## What to do:
Please give the whole listing again exactly, without any of its pictures.

## Data for analysis:
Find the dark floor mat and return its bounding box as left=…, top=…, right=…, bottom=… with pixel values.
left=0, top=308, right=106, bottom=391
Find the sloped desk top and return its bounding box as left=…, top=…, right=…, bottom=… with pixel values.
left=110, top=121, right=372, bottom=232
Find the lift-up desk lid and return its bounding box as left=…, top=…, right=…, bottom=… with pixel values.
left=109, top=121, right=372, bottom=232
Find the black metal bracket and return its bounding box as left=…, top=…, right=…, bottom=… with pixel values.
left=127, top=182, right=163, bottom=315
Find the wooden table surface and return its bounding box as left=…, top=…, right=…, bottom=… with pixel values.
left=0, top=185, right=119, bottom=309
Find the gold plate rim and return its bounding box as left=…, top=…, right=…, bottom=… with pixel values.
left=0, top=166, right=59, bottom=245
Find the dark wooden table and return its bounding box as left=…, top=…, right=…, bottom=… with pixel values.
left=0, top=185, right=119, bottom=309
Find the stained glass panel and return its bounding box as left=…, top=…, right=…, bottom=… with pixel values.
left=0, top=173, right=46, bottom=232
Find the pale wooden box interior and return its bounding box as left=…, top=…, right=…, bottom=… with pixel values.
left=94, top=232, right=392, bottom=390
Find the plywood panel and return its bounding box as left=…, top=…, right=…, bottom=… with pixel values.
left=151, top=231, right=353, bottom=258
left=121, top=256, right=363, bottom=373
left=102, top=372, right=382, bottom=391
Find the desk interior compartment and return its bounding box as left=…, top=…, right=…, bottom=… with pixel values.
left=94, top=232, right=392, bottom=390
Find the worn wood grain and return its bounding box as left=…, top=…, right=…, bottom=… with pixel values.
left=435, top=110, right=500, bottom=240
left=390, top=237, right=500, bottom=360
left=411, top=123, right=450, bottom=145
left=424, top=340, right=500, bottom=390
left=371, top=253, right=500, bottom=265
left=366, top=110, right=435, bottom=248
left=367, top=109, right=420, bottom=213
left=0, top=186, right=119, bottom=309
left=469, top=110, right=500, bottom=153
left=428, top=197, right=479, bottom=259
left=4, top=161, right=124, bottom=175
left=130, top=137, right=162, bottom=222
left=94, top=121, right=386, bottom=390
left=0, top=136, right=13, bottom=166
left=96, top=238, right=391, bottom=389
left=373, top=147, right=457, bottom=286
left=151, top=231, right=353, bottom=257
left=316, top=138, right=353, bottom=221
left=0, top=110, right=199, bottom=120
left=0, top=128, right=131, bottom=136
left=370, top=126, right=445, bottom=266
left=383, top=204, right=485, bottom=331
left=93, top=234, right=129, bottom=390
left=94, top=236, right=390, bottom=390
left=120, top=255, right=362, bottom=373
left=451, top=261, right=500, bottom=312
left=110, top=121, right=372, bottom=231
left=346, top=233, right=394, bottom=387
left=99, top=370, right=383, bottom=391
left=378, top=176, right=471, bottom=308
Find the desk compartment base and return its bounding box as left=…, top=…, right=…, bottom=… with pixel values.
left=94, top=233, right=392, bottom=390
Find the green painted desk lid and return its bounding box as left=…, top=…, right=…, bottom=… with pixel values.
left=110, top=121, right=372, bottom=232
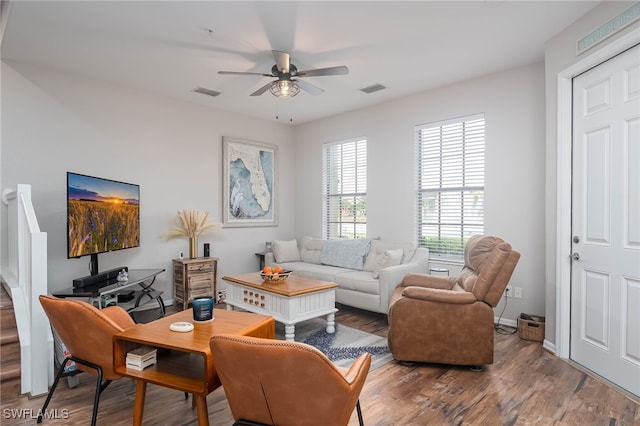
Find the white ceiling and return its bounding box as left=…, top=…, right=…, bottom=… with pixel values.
left=1, top=1, right=600, bottom=125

## Response to this exercise:
Find the dark floor mat and return its bounding box as left=…, top=…, right=…, bottom=… with pixel values.
left=0, top=308, right=106, bottom=391
Find the sloped desk top and return its bounding box as left=…, top=…, right=…, bottom=… with pixel values.
left=110, top=121, right=372, bottom=232
Find the lift-up desk lid and return its bounding box as left=…, top=…, right=…, bottom=… with pixel values.
left=109, top=121, right=372, bottom=232
Find the black metal bracket and return its bounding box as left=…, top=…, right=…, bottom=… with pixel values.
left=127, top=182, right=163, bottom=315
Find the wooden table surface and return its bounding box as left=…, top=…, right=…, bottom=… with pixel values.
left=0, top=185, right=119, bottom=309
Find the gold plate rim and return its bounding box as left=…, top=…, right=…, bottom=… with pixel values.
left=0, top=166, right=59, bottom=245
Find the dark wooden table and return its bounding box as left=…, top=…, right=…, bottom=… with pixel values.
left=0, top=185, right=119, bottom=309
Find the stained glass panel and return its bounding box as left=…, top=…, right=…, bottom=… with pixel values.
left=0, top=173, right=46, bottom=232
Find the pale wooden box interior and return its bounding box as left=…, top=…, right=…, bottom=… with pixel values.
left=94, top=232, right=392, bottom=390
Find the plywood panel and return its bounding box as left=…, top=…, right=…, bottom=… with pixel values.
left=151, top=231, right=353, bottom=258
left=121, top=256, right=363, bottom=373
left=102, top=372, right=382, bottom=391
Find the desk interior compartment and return its bounding box as left=…, top=…, right=…, bottom=… with pixel values.
left=94, top=232, right=392, bottom=390
Find the worn wood grain and return its bounding box as left=…, top=…, right=…, bottom=… with pixel values.
left=435, top=110, right=500, bottom=240
left=390, top=237, right=500, bottom=360
left=411, top=123, right=450, bottom=145
left=424, top=340, right=500, bottom=390
left=371, top=253, right=500, bottom=265
left=366, top=110, right=435, bottom=248
left=367, top=109, right=420, bottom=213
left=0, top=186, right=119, bottom=309
left=469, top=110, right=500, bottom=153
left=428, top=197, right=479, bottom=259
left=4, top=161, right=124, bottom=175
left=130, top=137, right=162, bottom=222
left=94, top=121, right=386, bottom=390
left=0, top=136, right=13, bottom=166
left=96, top=238, right=391, bottom=389
left=373, top=147, right=457, bottom=286
left=151, top=231, right=353, bottom=257
left=316, top=138, right=353, bottom=221
left=0, top=110, right=199, bottom=120
left=0, top=128, right=131, bottom=136
left=370, top=126, right=445, bottom=266
left=383, top=204, right=485, bottom=331
left=93, top=234, right=129, bottom=390
left=94, top=236, right=390, bottom=390
left=120, top=255, right=362, bottom=373
left=451, top=261, right=500, bottom=312
left=110, top=121, right=372, bottom=231
left=346, top=233, right=394, bottom=387
left=99, top=370, right=383, bottom=391
left=378, top=176, right=471, bottom=308
Find the desk compartment base and return its bounding box as left=…, top=…, right=…, bottom=… with pixel values.
left=94, top=233, right=392, bottom=390
Find the green painted desk lid and return its bounding box as left=…, top=…, right=…, bottom=… with pixel values.
left=110, top=121, right=372, bottom=232
Find the white ceiling and return its bounding box as left=…, top=…, right=…, bottom=… with pixel values.
left=1, top=1, right=600, bottom=125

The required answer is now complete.